-------- Data supplied --------

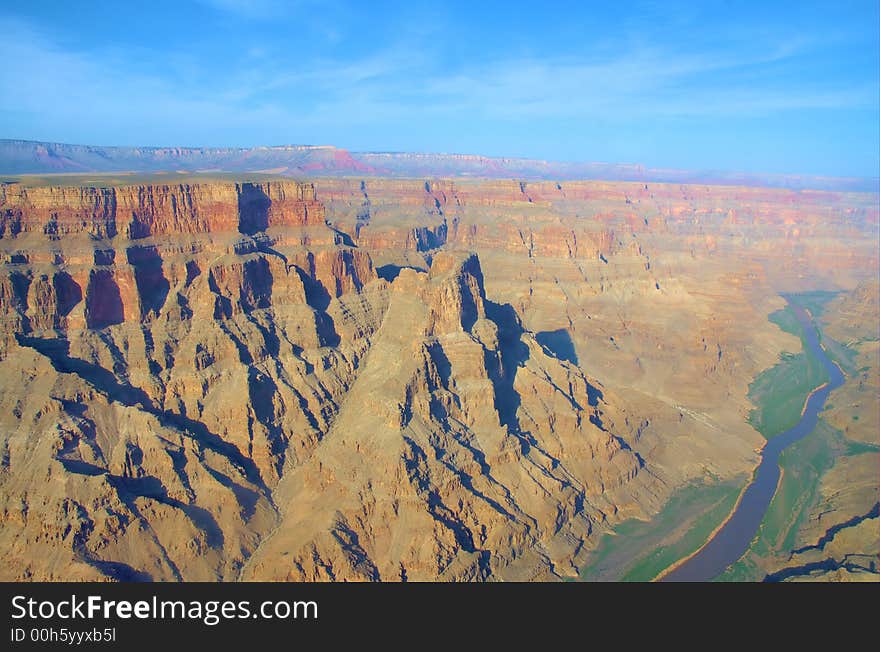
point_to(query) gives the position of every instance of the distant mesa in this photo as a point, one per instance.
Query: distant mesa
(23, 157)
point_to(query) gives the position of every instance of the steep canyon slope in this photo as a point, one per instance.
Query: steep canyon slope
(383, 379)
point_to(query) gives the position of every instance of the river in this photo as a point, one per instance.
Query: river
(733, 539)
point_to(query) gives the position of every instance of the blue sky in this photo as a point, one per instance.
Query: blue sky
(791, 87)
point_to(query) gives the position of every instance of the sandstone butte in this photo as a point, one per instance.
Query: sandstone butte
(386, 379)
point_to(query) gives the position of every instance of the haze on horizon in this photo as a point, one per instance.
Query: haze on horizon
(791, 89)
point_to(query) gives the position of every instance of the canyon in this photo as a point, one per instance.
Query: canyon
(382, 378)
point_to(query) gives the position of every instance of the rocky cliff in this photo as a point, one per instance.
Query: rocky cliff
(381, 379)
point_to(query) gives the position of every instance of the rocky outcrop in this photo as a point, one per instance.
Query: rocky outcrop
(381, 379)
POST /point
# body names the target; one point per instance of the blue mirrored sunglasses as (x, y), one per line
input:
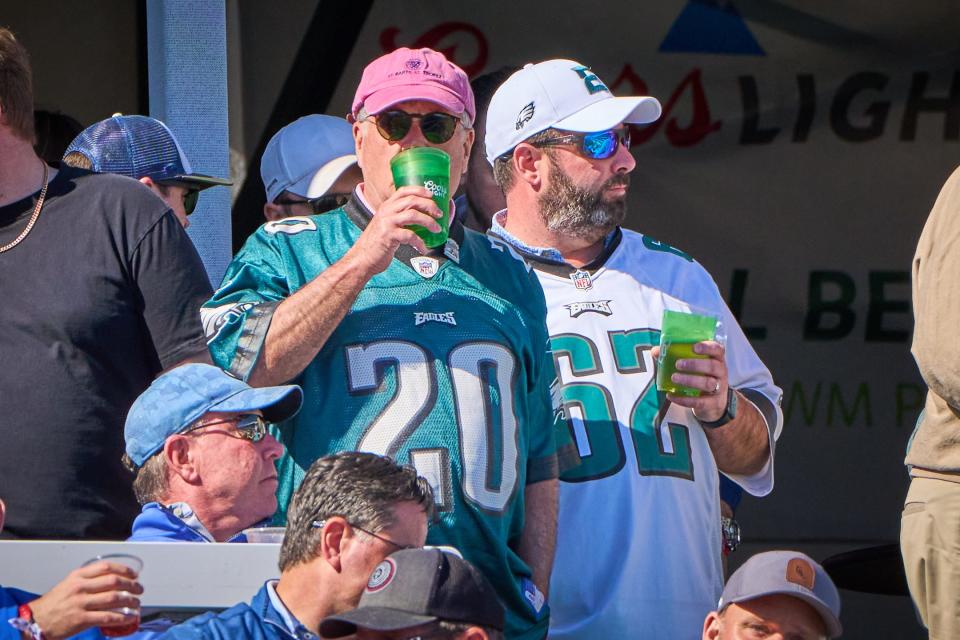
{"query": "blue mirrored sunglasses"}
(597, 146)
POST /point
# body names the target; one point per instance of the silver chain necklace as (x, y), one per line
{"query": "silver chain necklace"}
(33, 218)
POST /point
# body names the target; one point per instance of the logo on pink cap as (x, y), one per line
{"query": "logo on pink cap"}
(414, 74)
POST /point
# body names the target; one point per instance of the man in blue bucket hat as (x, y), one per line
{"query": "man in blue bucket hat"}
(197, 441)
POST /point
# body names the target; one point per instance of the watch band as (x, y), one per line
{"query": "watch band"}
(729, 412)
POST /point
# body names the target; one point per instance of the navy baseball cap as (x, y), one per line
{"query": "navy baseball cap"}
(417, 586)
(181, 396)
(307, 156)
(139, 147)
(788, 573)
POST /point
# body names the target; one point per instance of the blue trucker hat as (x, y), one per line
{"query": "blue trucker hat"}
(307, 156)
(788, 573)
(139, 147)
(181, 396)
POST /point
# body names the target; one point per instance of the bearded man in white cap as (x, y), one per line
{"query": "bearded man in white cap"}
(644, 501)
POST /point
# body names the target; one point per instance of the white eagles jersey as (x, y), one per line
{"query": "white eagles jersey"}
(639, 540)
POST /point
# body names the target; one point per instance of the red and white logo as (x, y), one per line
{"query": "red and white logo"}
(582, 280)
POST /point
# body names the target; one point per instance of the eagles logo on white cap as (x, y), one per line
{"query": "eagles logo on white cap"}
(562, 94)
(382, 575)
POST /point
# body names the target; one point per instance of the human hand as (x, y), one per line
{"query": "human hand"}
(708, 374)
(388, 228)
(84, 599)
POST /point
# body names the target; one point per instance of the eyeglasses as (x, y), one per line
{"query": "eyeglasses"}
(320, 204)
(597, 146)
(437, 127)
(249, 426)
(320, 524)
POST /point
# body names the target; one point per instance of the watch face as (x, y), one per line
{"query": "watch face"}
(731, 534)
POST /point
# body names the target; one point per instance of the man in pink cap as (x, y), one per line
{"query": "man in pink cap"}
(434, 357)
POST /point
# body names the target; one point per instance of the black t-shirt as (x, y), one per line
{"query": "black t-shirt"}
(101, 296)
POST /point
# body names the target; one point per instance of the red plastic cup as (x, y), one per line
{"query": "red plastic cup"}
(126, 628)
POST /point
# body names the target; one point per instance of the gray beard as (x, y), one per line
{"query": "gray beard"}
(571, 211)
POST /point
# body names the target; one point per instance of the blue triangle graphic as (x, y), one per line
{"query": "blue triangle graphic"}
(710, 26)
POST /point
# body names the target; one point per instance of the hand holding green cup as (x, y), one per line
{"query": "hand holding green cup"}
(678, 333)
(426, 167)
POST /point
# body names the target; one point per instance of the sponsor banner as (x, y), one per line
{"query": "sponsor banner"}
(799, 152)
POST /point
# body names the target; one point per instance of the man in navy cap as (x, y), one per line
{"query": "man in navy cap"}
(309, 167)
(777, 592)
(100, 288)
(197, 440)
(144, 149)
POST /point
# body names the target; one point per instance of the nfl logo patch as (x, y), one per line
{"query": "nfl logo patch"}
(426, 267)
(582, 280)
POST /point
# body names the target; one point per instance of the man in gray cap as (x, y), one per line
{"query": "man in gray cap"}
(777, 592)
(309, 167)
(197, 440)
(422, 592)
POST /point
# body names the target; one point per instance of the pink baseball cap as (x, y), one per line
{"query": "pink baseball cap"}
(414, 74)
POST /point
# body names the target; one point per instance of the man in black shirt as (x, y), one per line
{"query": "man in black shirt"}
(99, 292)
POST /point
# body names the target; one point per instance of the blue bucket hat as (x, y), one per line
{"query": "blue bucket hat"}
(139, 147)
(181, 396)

--------

▸ **What the task requires**
Write out every line above again exactly, with the pictures left out.

▸ **Exercise output**
point_to(query) gives the position of every instance of the distant mesa in this photo as a point, one per instance.
Query: distant mesa
(23, 157)
point_to(query) gives the position of every instance of the steep canyon slope in this photo as a point, one per instance.
Query: steep canyon slope
(383, 379)
point_to(query) gives the position of every instance of the river in this photo as a point, one per instance.
Query: river
(733, 539)
point_to(query) gives the position of every instance of the blue sky in this photo as a point, one per instance.
Query: blue sky
(791, 87)
point_to(query) gives the position of every instance of the sandstone butte in this photo as a point, one per instance.
Query: sandstone butte
(386, 379)
point_to(query) gives the position of every instance of the haze on horizon in this photo as a point, one per instance.
Query: haze on horizon
(791, 89)
point_to(query) gives the position of every instance of the canyon in this photo as a point, one per instance.
Query: canyon
(382, 378)
point_to(query) gives the position of every instance of the rocky cliff in this photo as a point, one per instance.
Query: rocky cliff
(381, 379)
point_to(query) gives the position of every instance of the rocky outcrop in this photo as a point, one per instance.
Query: rocky outcrop
(381, 379)
POST /point
# body names the target; one point per instance of the blue mirrored sunglasses as (x, y), one per line
input:
{"query": "blue mirrored sunglasses"}
(597, 146)
POST /point
# body names the target; one point per instance of the silver chain necklace as (x, y), one per line
{"query": "silver chain necklace"}
(33, 218)
POST /point
# body names the target; one point per instance of the logo on pink cap as (x, y), one per line
{"query": "logo on pink cap"}
(414, 74)
POST /point
# body names the target; one point per instance of the man in blue bucket hat as (x, y), one per line
{"query": "man in blue bucket hat"}
(197, 441)
POST /point
# body names the target; one point per instance of the watch band as (x, y), one per line
{"query": "watch band"}
(729, 412)
POST /point
# body names the target; one point per instance of the navy baseball cap as (x, y), one per line
{"query": "navy baseball cap"}
(417, 586)
(181, 396)
(307, 156)
(139, 147)
(788, 573)
POST /point
# body names the target; one point per instance of the blue trucker hat as (x, y), one per line
{"query": "blue trucker hat"}
(307, 156)
(788, 573)
(139, 147)
(181, 396)
POST /point
# body names the target; one point per instance of the bearded man in white cap as (x, y), one per line
{"query": "bearded man in white cap"}
(644, 501)
POST /point
# body names the target; one point per instance of the white eagles jersey as (x, y), one per line
{"query": "white eagles jersey"}
(639, 540)
POST /point
# body names the target; one point per instance of the red and white logo as (x, y), one per line
{"query": "red and white logo"}
(582, 280)
POST /point
# body names the target; one point per instance of the eagles logo on white cap as (x, y), one per line
{"query": "eagles logo on white cap"}
(562, 94)
(382, 575)
POST /point
# body names the target; one point per instance of the human hand as (x, y), one per line
{"query": "human hand"}
(708, 374)
(388, 228)
(84, 599)
POST /point
# body names the target; one point per instance of the eyeglasses as (x, y), one per line
{"query": "eyeglasses"}
(320, 204)
(597, 146)
(437, 127)
(249, 426)
(320, 524)
POST /point
# body names the target; one point per instance of the watch face as (x, y), one per line
{"query": "watch face"}
(731, 534)
POST /point
# body names the target; one point per instance of the man in pink cap as (x, y), one per line
{"query": "man in pink cap"}
(434, 357)
POST /point
# body names the target; one point per instance of the black t-shirt as (x, y), one per line
{"query": "black t-shirt"}
(101, 296)
POST /point
# body names the target; one point per instance of the red plastic cup as (x, y), one per line
{"query": "red plastic cup"}
(126, 628)
POST /point
# body names the target; one point per instance of the gray beard as (x, y), one per line
{"query": "gray beard"}
(571, 211)
POST /point
# body names the target; one point per instance of the blue triangle graphic as (x, y), one per line
{"query": "blue triangle graphic"}
(710, 26)
POST /point
# body names the target; one point per instance of the hand holding green cup as (x, y), one per line
{"query": "hand holding green cup"}
(678, 333)
(426, 167)
POST /point
# body names the target; one point per instance of the sponsor banner as (x, y), one per line
{"query": "sponsor banner"}
(799, 152)
POST /point
# body names the target; one point per instance of the man in navy cap as (x, y), one per line
{"query": "man in navy cap"}
(309, 167)
(777, 592)
(100, 288)
(197, 440)
(144, 149)
POST /point
# body names the target; one point per instance of the nfl logo patch as (x, y), one per line
{"query": "nfl logo patch"}
(426, 267)
(582, 280)
POST /point
# body names the target; one point per instance of the man in gray cap as (x, y), one per line
{"query": "man in gray cap"}
(777, 592)
(309, 167)
(197, 440)
(422, 592)
POST /point
# body names the target; one point per instance of the pink baseball cap as (x, y), one per line
{"query": "pink baseball cap"}
(414, 74)
POST /point
# body names the target; one point per instance of the man in black shirt as (x, y), one per line
{"query": "man in black shirt"}
(99, 292)
POST /point
# body names the target; one point per instance of the blue bucket hat as (x, y), one per line
{"query": "blue bucket hat"}
(139, 147)
(181, 396)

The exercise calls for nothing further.